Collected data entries
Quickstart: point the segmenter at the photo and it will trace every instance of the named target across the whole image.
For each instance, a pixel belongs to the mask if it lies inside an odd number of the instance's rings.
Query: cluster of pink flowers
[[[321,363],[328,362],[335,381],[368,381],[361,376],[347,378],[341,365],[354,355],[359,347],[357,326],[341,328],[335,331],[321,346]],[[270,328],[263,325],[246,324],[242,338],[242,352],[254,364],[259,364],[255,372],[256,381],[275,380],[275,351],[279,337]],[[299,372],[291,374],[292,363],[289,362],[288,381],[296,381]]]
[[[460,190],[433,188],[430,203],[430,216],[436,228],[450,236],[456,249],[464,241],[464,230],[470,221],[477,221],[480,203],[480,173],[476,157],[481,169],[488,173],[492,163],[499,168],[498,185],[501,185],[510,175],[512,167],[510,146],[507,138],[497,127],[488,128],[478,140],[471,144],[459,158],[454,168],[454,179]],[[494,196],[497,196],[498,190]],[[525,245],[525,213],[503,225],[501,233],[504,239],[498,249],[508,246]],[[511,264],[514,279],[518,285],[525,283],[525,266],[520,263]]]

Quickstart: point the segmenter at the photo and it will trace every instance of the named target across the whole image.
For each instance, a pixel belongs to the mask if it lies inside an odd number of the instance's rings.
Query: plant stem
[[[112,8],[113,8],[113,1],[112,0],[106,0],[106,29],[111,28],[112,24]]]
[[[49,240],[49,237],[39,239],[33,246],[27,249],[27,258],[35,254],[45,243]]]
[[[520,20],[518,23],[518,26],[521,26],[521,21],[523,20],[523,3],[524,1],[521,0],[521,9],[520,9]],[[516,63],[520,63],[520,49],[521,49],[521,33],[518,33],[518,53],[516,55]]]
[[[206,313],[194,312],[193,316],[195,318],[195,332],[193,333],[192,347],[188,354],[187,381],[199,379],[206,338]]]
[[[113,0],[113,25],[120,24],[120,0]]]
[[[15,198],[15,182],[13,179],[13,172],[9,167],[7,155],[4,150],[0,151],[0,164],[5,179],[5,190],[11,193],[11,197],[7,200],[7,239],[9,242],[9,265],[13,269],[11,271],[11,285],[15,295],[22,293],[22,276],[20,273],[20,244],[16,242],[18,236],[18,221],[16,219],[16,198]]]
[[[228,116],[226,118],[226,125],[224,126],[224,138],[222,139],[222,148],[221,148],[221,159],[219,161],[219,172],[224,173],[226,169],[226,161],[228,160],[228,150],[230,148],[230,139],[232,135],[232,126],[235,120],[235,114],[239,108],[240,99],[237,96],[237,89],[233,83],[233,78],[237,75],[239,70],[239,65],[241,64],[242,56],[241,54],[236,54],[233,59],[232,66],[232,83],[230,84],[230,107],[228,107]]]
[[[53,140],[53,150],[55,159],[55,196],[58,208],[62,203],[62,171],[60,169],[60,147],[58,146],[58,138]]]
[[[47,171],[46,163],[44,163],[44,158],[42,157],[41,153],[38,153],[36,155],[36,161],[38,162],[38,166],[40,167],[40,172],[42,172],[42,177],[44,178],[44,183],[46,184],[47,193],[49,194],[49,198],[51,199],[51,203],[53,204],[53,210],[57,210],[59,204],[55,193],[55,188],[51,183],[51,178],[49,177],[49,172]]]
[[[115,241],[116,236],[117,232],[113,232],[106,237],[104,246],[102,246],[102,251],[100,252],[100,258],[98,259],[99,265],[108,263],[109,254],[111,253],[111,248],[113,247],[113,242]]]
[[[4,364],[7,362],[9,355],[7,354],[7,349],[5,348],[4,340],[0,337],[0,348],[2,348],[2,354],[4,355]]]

_Task instructions_.
Write all the entries out again exactly as they are.

_Solution to this task_.
Quickstart: point the segmenter at the photo and it will trace every instance of the named target across the whole image.
For each instance, a pixel belongs to the mask if it lies inside an odd number of the instance's rings.
Query: cluster of pink flowers
[[[321,363],[328,362],[335,381],[368,381],[361,376],[347,378],[341,365],[354,355],[359,347],[357,326],[341,328],[335,331],[321,346]],[[270,328],[263,325],[246,324],[242,338],[242,352],[254,364],[259,364],[255,372],[256,381],[275,380],[275,351],[279,337]],[[299,372],[291,374],[292,363],[289,362],[288,381],[296,381]]]
[[[460,190],[433,188],[430,203],[430,216],[436,228],[450,236],[456,249],[464,241],[464,230],[470,221],[477,221],[480,203],[480,173],[476,157],[481,169],[488,173],[492,163],[499,168],[498,185],[501,185],[510,175],[512,167],[510,146],[507,138],[497,127],[488,128],[478,140],[471,144],[459,158],[454,168],[454,179]],[[494,196],[497,196],[498,190]],[[525,245],[525,213],[503,225],[501,233],[504,239],[498,249],[508,246]],[[511,264],[514,279],[518,285],[525,283],[525,266],[520,263]]]

Quickstart: point the segmenter at the photo and it will trace every instance of the named target across the whole image.
For each instance, a pixel belongs to the mask if it lies inside an odd number of the instance's rings.
Query: plant stem
[[[112,8],[113,8],[113,1],[112,0],[106,0],[106,29],[111,28],[112,24]]]
[[[49,240],[49,237],[39,239],[33,246],[27,249],[27,258],[35,254],[45,243]]]
[[[520,20],[518,23],[518,26],[521,26],[521,21],[523,20],[523,3],[524,1],[521,0],[521,9],[520,9]],[[516,63],[520,63],[520,49],[521,49],[521,33],[518,33],[518,53],[516,55]]]
[[[206,313],[194,312],[193,316],[195,318],[195,332],[193,333],[192,347],[188,354],[187,381],[199,379],[206,338]]]
[[[113,0],[113,25],[120,24],[120,0]]]
[[[15,198],[15,182],[13,179],[13,172],[9,167],[7,155],[4,150],[0,151],[0,164],[5,179],[5,190],[11,193],[11,197],[7,200],[7,239],[9,242],[9,265],[13,269],[11,271],[11,285],[15,295],[22,293],[22,276],[20,273],[20,244],[16,242],[18,236],[18,221],[16,219],[16,198]]]
[[[228,116],[226,118],[226,125],[224,126],[224,138],[222,139],[222,148],[221,148],[221,159],[219,161],[219,172],[224,173],[226,169],[226,161],[228,160],[228,150],[230,148],[230,139],[232,135],[232,126],[235,120],[235,114],[239,108],[240,99],[237,96],[237,89],[233,83],[233,78],[237,75],[239,70],[239,65],[241,64],[242,56],[241,54],[236,54],[233,59],[232,66],[232,83],[230,84],[230,107],[228,107]]]
[[[53,140],[53,150],[55,159],[55,196],[58,208],[62,203],[62,171],[60,169],[60,147],[58,146],[58,138]]]
[[[47,171],[46,163],[44,163],[44,158],[42,157],[41,153],[38,153],[36,155],[36,161],[38,162],[38,166],[40,167],[40,172],[42,172],[42,177],[44,178],[44,183],[46,184],[47,193],[49,194],[49,198],[51,199],[51,203],[53,204],[53,210],[57,210],[59,204],[55,193],[55,188],[51,183],[51,178],[49,177],[49,172]]]
[[[115,241],[116,236],[117,232],[113,232],[106,237],[104,246],[102,246],[102,251],[100,252],[100,258],[98,259],[99,265],[108,263],[109,254],[111,253],[111,248],[113,247],[113,242]]]
[[[4,364],[7,362],[9,355],[7,354],[7,349],[5,348],[4,340],[0,337],[0,348],[2,348],[2,354],[4,355]]]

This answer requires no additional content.